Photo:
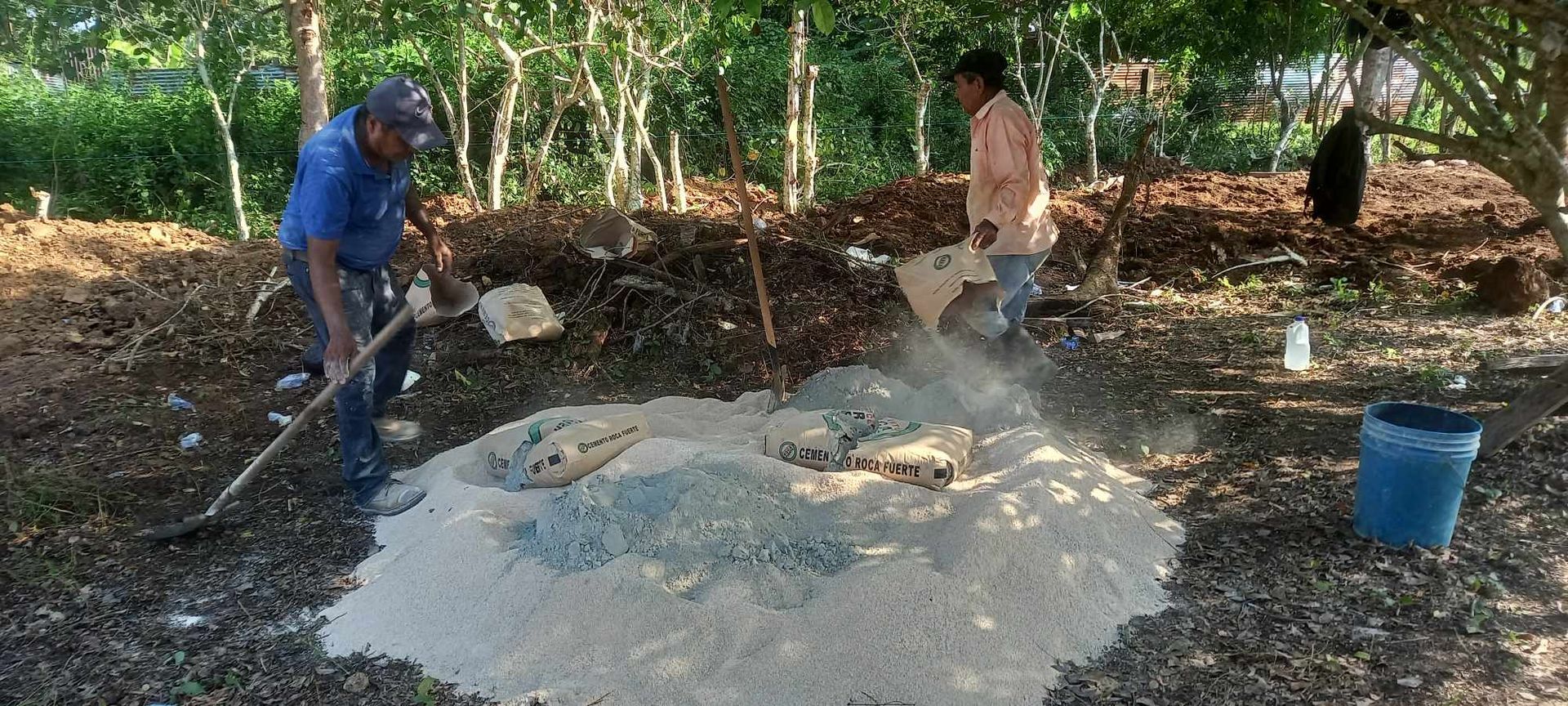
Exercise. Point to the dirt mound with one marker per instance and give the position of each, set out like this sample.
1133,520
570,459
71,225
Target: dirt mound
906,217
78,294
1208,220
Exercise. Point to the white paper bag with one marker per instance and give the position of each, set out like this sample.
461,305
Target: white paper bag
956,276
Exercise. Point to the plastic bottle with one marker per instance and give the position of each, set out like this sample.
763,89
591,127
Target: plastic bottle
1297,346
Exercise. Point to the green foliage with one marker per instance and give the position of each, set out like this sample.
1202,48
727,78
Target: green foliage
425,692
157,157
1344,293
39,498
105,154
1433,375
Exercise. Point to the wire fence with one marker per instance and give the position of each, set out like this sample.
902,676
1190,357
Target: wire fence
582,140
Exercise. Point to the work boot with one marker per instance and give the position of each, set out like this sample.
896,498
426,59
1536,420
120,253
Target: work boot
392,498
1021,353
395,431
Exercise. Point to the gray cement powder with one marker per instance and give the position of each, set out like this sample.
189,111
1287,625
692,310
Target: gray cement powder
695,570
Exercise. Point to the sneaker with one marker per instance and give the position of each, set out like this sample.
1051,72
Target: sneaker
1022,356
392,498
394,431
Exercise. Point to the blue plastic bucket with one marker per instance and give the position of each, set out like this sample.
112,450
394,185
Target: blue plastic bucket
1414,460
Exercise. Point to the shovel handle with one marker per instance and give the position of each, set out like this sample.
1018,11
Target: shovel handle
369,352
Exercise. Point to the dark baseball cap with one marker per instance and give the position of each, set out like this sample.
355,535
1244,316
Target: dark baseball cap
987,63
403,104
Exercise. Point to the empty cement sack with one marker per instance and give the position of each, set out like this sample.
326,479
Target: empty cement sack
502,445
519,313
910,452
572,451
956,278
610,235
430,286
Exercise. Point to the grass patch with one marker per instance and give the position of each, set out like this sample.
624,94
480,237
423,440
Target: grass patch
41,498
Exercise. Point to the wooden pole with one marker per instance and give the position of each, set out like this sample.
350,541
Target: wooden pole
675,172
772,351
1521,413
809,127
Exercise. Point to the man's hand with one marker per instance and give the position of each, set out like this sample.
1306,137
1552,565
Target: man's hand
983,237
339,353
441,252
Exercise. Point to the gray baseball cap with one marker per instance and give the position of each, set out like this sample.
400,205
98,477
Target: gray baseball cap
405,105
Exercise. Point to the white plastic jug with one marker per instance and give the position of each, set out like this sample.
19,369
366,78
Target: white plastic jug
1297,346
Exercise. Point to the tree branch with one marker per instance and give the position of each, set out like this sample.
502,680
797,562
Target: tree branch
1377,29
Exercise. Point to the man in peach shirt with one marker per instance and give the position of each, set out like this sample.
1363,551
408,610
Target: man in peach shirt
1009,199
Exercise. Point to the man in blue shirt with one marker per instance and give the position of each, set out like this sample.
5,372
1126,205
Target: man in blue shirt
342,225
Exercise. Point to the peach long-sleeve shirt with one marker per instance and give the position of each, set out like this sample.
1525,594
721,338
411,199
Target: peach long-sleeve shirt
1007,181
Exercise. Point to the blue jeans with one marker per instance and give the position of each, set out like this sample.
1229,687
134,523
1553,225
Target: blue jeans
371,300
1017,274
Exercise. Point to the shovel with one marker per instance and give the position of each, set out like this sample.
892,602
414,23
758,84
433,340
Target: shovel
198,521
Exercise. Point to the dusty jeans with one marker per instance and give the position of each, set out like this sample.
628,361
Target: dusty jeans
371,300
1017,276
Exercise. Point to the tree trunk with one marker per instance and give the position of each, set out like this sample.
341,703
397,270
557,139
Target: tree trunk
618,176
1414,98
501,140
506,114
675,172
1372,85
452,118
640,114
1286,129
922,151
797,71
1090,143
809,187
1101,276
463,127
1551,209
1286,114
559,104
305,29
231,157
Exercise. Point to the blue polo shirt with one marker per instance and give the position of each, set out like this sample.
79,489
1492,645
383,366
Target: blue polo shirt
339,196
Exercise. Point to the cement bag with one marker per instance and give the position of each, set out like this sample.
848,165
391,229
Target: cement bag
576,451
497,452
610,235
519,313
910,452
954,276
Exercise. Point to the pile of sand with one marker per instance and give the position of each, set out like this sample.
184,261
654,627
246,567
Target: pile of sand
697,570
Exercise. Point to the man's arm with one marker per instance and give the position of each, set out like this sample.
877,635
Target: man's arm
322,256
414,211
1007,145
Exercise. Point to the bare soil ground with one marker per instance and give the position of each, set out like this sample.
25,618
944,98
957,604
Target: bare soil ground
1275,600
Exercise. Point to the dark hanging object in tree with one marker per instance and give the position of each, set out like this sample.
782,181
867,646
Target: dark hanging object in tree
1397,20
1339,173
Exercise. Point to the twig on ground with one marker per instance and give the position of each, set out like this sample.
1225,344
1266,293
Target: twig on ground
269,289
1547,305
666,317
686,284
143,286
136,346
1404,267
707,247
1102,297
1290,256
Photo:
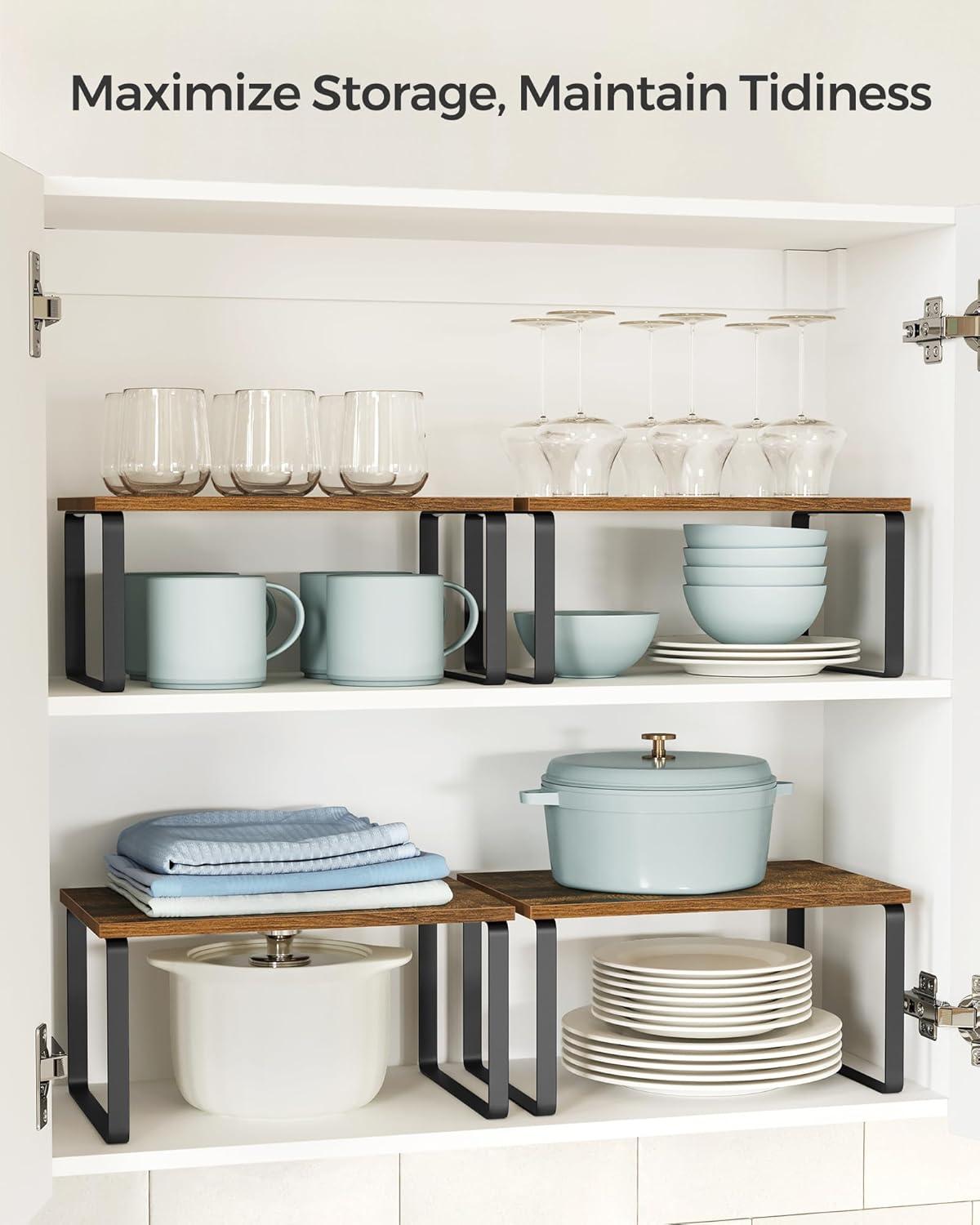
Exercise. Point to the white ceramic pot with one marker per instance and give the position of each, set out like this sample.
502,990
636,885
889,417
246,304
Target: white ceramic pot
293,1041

_Set task_. Rescale everything in the material above from the line containing "Exercise. Point to the pile" down to the end, both ends included. Repeat every line, multiplying only the answer coordinates by 1.85 and rounding to whole numbers with halves going up, leaving all other numbers (such as the sample positions) unchanged and omitting the pictures.

_The completed task_.
Exercise. Point to the pile of sand with one marker per instance and give the position of each, set out like this sample.
184,261
654,627
246,567
Target: pile of sand
1289,1055
Exercise. Point to the man's arm with one marker per instance and give the position of each, set out like this sample.
877,635
Target: man's arm
596,474
766,390
1863,268
Exercise. Point to the bare soil ground with one marker per instance and give the position of each, set out like this sample.
25,618
944,98
957,604
Target: bare soil ground
2359,1110
Exercise. Point to the dark hanging object in tree with one marker per instance and give the position of each, set out like this sample.
782,181
867,646
Target: dark hanging object in tree
2584,37
2477,320
Exercise. Point to the twig on ground with one marker per instance and give the position of each, set out like this sample.
1225,344
1266,293
Target: twig on ground
498,535
2862,564
1232,586
1269,525
265,529
252,640
2597,494
1308,457
2039,549
2387,474
Photo:
Exercise. Point to the white ceramic pot with one marker per instance and give the position of each, set out like this sample.
502,990
636,885
889,417
246,304
Target: white ceramic pot
542,1926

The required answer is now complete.